What to work on:
a. The piece below on Leigh W. Rutledge's "People Will Talk" feature names a number of people in its paragraph beginning "Rereading these quotes." List every person named in that paragraph.
b. Write a continuation of the piece on Leigh W. Rutledge's "People Will Talk" feature, starting after its last sentence.

This four-page feature, “People Will Talk” by Leigh W. Rutledge, ran in the May, 1985, issue of Playguy. It was a preview of what would later become his popular book of outrageous, but also sane and sympathetic, statements about gays made by celebrities and people in the news. And ranging from ancient times to the present. I still think of the book and its verbal kaleidoscope as “outrageous,” even though Leigh and his publisher preferred a different adjective.
Unnatural Quotations was first published by Alyson in November 1988. It went on to become one of the top-selling gay-themed books in the U.S. When the second edition came out the following year, Unnatural Quotations was a Lambda Literary Award finalist. In a review, Booklist noted that Unnatural Quotations is “not as big as Bartlett’s, but it’s far more consistently amusing and provocative.”
Rereading these quotes, I feel outrage at several of the speakers— Joan Collins, Eddie Murphy — but also gratitude to others, for instance Paul Newman. Then there are the self-serving lies, such as Michael Jackson’s big whopper. And witty toss-offs from Divine, Quentin Crisp, Valerie Perrine.
Joan Collins, an actress of microscopic talent, is the perfect example of Eurotrash. For a sleazy opportunist like her to judge anyone’s behavior would be pathetic if it weren’t
infuriating. Still poisoning the air at 92, she has probably changed her tune by now. She’s the kind of hypocrite who could say “Some of my best friends are homosexuals” if it sounded good on Fox televison — and never mean a syllable of it. She belongs on a pile of Kardashian.

Provided information:

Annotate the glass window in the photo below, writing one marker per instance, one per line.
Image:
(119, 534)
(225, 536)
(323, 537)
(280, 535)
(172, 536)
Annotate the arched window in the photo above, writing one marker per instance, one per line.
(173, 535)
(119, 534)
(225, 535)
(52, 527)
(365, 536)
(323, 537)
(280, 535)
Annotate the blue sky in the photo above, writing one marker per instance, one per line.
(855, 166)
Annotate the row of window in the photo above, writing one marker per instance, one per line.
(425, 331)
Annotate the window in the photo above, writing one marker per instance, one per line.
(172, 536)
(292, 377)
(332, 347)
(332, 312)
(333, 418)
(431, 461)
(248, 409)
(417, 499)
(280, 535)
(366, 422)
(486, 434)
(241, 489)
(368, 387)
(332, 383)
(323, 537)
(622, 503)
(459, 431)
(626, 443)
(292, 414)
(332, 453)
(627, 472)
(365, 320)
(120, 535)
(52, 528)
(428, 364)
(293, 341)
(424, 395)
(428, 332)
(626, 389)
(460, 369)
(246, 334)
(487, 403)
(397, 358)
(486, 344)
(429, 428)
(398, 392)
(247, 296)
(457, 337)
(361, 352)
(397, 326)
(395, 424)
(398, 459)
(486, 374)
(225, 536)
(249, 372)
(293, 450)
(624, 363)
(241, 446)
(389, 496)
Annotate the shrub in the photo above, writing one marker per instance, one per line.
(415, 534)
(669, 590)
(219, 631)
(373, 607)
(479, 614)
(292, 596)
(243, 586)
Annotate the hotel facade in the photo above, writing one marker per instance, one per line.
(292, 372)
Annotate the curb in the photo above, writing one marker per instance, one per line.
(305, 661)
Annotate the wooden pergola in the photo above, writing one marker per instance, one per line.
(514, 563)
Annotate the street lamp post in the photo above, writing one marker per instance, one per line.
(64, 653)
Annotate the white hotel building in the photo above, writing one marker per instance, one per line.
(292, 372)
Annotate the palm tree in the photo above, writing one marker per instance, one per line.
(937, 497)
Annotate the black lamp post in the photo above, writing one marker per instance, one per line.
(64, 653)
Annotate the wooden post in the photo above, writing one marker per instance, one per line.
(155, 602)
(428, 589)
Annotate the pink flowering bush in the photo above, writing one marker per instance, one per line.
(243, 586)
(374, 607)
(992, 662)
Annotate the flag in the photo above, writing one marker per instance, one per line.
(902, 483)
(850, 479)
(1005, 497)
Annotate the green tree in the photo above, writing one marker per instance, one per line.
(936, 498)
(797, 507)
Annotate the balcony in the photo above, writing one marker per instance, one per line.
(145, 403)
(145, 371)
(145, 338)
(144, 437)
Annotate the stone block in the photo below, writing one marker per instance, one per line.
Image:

Expected outputs:
a. Joan Collins, Eddie Murphy, Paul Newman, Michael Jackson, Divine, Quentin Crisp, Valerie Perrine

b.
What can you say about Edde Murphy except that he’s troubled and ignorant. His stupid AIDS remarks came back to haunt him a few years later, when, on May 2, 1997, he was stopped by police in West Hollywood at 4:45 a.m. with a transgender prostitute
in his car. The real facts of the story were laundered, of course, a typical whitewash in Hollywood. Murphy’s official tale was that he was giving her a ride and sex was the farthest thing from his mind. Yeah, we know what kind of ride that is.
A similar book of Leigh’s, Nice Girls Don’t Wear Cha Cha Heels, is lighthearted and laugh-out-loud. Published by Alyson in 1999, it’s over a hundred pages of camp lines from movies. The title comes from Female Trouble (1974); Roland Hertz says it to his daughter, Dawn Davenport — played by Divine.
It’s much easier to stop eating peanuts than to stop reading the camp lines in this book. Samples: “You’re not a woman. You’re a disease!” — Mike Connors to Susan Hayward, Where Love Has Gone (1964)…..“Honey, I was wondering, um — do you have two of anything else?” — Chelsea Brown, The Thing With Two Heads (1972)…..“Your first crucifixion, isn’t it?” — Roman centurion Jeff Morrow making precrucifixion small talk with Richard Burton in The Robe (1953)…..“I’d like to kiss you but I just washed my hair.” — Bette Davis, Cabin in the Cotton (1932).